--- To do ---
Pull out every line in the rows below that contains the word "thin", and copy each one in full.

--- Input material ---

------------

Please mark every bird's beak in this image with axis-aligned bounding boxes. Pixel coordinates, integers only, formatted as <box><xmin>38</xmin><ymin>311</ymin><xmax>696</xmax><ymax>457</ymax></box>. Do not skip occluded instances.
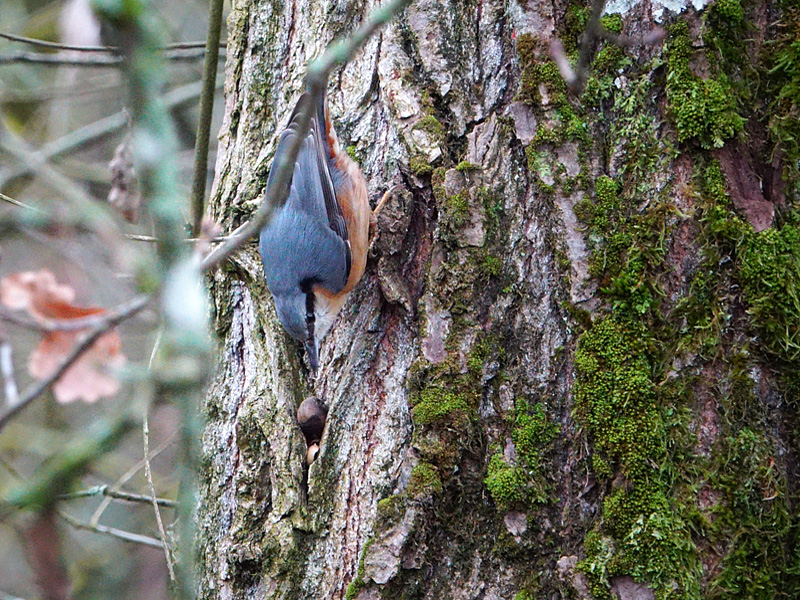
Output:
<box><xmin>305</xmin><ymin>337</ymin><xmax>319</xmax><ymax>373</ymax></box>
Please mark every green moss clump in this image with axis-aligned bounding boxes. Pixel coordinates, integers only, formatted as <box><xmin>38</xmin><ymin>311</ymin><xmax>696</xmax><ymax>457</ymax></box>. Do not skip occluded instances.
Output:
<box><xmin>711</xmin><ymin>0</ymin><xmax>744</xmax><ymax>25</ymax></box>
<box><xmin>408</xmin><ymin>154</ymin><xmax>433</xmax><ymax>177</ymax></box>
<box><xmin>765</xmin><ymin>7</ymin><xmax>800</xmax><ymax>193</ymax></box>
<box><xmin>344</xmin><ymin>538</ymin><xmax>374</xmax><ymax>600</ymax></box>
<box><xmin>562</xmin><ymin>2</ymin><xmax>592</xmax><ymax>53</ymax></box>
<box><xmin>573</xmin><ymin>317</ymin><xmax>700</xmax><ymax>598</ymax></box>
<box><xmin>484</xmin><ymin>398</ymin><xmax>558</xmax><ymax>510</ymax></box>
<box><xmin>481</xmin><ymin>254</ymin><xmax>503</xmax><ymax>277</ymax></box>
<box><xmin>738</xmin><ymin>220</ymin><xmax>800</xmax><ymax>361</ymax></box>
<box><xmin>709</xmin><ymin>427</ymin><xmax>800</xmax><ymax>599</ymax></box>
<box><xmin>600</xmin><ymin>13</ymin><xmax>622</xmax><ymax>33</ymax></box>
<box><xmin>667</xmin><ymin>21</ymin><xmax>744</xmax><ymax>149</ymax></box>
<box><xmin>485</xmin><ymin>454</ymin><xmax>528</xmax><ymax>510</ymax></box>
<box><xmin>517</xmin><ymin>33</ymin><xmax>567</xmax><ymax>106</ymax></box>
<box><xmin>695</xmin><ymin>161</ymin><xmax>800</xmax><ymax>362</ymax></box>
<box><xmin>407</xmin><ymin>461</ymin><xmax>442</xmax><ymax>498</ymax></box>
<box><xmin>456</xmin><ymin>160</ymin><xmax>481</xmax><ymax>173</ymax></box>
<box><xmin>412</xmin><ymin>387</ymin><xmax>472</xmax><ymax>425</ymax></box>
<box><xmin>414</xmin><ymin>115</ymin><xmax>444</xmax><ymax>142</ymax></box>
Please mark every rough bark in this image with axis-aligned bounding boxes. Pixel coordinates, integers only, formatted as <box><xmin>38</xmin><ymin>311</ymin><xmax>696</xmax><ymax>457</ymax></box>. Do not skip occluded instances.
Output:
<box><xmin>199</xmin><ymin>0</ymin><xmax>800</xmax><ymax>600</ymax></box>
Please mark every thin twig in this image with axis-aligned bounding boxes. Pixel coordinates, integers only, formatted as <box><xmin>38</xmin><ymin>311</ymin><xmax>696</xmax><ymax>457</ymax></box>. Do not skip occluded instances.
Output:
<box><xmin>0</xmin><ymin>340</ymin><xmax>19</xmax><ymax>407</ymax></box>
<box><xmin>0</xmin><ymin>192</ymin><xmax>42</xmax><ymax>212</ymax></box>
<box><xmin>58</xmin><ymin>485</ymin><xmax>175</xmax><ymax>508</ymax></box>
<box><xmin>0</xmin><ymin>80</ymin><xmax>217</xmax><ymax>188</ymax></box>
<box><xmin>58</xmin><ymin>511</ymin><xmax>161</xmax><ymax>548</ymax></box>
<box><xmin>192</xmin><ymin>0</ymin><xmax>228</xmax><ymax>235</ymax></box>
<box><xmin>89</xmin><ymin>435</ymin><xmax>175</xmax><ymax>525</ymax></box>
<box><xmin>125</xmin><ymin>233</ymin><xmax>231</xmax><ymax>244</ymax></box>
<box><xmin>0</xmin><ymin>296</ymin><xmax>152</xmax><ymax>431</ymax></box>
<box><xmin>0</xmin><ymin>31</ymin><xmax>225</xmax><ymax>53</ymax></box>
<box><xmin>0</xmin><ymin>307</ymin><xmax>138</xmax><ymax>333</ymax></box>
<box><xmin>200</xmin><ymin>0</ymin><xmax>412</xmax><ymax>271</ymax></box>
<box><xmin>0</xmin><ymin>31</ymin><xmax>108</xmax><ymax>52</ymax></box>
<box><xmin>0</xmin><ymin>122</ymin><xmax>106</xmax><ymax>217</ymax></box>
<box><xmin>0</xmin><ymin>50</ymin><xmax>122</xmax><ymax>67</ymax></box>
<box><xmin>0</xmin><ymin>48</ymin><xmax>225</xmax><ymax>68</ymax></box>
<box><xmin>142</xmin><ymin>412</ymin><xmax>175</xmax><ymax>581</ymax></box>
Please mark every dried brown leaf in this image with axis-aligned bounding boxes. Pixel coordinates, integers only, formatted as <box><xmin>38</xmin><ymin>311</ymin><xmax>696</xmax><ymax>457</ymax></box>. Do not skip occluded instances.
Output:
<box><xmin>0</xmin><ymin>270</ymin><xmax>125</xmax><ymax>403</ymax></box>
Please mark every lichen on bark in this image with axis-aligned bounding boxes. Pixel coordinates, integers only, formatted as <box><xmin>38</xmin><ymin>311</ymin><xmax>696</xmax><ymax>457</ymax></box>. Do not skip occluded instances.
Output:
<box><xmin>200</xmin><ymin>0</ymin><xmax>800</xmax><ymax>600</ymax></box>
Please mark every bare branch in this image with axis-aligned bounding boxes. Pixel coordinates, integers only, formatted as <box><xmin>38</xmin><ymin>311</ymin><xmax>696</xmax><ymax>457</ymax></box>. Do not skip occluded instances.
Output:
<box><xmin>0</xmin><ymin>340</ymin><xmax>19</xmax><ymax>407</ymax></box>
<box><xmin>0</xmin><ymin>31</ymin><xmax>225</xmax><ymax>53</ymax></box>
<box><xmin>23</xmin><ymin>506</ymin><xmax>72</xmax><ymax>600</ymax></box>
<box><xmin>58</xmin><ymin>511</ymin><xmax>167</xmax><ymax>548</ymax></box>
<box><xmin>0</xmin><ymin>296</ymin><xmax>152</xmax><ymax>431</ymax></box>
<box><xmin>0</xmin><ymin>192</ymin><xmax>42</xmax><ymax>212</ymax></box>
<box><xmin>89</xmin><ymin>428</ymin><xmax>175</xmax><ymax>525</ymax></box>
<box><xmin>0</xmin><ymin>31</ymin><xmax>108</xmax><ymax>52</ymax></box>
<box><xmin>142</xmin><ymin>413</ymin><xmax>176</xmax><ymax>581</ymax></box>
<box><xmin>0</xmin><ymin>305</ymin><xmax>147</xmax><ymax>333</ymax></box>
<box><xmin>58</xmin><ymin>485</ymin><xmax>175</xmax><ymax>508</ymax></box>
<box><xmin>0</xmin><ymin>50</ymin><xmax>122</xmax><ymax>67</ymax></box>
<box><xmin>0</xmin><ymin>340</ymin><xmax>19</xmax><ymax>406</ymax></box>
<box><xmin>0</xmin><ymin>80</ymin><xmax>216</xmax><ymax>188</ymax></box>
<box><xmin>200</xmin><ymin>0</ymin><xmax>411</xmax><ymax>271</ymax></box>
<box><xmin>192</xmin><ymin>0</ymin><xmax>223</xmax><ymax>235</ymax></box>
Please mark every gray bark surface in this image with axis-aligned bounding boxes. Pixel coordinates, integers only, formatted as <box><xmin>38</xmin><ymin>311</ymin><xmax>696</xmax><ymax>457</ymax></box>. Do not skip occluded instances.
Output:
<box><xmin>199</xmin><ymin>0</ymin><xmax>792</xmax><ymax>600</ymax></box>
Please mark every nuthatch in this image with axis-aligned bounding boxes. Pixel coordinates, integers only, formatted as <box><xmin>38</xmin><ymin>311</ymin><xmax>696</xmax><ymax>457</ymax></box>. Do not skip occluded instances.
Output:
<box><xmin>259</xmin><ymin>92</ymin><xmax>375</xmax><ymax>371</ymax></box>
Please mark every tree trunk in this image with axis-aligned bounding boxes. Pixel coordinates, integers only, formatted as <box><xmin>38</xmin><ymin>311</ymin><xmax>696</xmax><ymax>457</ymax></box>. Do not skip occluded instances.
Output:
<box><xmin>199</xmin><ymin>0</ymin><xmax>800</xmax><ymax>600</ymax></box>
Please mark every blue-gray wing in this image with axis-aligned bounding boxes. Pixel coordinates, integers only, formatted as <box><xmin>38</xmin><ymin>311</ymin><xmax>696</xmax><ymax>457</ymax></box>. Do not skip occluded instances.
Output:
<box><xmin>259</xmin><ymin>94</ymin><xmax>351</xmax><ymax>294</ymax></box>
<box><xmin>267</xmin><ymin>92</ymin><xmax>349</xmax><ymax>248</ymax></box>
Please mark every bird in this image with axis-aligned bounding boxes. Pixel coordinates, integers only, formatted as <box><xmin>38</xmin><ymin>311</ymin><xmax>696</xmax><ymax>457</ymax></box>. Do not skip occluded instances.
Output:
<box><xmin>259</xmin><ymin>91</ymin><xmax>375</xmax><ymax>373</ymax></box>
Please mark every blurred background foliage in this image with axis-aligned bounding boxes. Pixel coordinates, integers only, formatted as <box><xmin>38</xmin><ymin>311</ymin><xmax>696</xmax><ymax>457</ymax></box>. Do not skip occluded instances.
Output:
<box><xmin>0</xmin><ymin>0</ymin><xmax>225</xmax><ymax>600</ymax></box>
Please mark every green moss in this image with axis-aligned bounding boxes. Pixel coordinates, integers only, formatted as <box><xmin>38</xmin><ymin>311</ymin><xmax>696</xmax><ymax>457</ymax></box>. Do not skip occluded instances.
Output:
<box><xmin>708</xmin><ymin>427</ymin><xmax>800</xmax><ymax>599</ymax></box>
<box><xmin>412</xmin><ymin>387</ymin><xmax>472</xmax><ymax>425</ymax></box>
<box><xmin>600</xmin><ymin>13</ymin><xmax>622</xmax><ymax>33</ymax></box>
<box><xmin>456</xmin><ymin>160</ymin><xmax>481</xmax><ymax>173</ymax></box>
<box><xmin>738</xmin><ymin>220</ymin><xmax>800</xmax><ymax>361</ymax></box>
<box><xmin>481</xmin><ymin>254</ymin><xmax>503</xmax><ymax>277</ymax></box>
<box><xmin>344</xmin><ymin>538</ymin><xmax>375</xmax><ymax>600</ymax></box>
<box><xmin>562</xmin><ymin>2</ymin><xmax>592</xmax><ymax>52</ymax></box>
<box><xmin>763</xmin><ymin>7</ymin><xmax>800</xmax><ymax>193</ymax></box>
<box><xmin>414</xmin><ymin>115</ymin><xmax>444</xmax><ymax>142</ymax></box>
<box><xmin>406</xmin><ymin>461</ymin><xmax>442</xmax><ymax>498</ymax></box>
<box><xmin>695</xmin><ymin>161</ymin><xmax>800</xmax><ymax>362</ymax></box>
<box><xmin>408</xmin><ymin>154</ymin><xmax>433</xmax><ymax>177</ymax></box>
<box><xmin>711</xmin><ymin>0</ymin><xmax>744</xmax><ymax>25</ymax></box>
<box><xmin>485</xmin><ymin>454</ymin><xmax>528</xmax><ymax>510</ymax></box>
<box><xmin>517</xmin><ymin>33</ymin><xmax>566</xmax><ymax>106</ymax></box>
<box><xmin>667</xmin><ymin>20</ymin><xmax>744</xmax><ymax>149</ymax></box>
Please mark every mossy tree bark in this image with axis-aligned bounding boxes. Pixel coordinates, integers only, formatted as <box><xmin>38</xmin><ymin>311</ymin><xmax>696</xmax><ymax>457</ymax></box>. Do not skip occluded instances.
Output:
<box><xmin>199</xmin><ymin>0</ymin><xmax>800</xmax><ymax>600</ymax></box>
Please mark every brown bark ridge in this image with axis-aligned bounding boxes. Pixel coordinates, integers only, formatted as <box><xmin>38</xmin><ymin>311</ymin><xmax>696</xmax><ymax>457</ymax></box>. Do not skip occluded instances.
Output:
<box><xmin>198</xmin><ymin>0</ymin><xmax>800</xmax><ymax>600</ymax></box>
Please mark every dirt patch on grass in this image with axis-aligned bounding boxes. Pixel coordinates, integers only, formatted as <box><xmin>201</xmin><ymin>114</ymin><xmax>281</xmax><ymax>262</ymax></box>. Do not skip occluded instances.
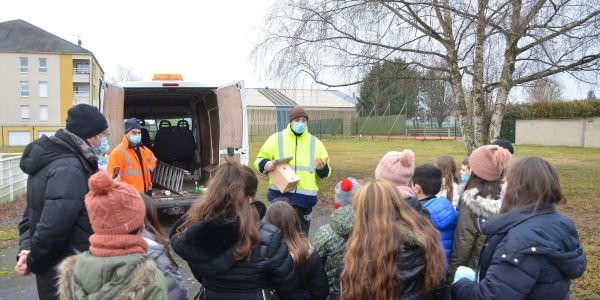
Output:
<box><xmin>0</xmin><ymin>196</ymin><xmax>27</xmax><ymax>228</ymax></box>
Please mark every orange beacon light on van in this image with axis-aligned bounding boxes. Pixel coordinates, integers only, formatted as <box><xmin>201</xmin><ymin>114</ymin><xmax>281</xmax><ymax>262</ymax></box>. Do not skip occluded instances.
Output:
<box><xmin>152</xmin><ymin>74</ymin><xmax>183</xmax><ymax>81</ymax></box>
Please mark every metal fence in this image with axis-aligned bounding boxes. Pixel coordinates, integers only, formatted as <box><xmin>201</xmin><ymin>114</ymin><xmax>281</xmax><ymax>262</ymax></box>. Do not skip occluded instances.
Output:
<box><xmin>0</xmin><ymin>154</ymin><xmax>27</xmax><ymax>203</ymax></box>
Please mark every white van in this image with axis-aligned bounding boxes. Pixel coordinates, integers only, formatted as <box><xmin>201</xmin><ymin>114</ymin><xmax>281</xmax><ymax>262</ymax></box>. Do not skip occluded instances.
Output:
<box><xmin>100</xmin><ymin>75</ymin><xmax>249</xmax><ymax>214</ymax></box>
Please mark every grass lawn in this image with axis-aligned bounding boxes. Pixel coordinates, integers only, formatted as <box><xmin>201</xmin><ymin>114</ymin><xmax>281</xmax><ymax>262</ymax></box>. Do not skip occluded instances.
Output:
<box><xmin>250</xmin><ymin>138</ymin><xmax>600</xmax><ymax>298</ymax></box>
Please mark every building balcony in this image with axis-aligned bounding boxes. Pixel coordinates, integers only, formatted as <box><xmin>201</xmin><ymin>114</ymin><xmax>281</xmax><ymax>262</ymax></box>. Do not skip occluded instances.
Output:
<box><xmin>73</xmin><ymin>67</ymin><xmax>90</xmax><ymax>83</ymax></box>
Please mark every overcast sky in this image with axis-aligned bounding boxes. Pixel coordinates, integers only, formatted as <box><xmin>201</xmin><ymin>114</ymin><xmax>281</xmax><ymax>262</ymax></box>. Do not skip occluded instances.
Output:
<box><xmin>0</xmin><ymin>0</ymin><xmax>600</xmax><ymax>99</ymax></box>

------------

--- The answer ---
Please mark every thin twig in this image with axis-aligned bounding boxes. Pixel coordinates, integers only, formatted as <box><xmin>38</xmin><ymin>311</ymin><xmax>696</xmax><ymax>457</ymax></box>. Do not skip occluded instances.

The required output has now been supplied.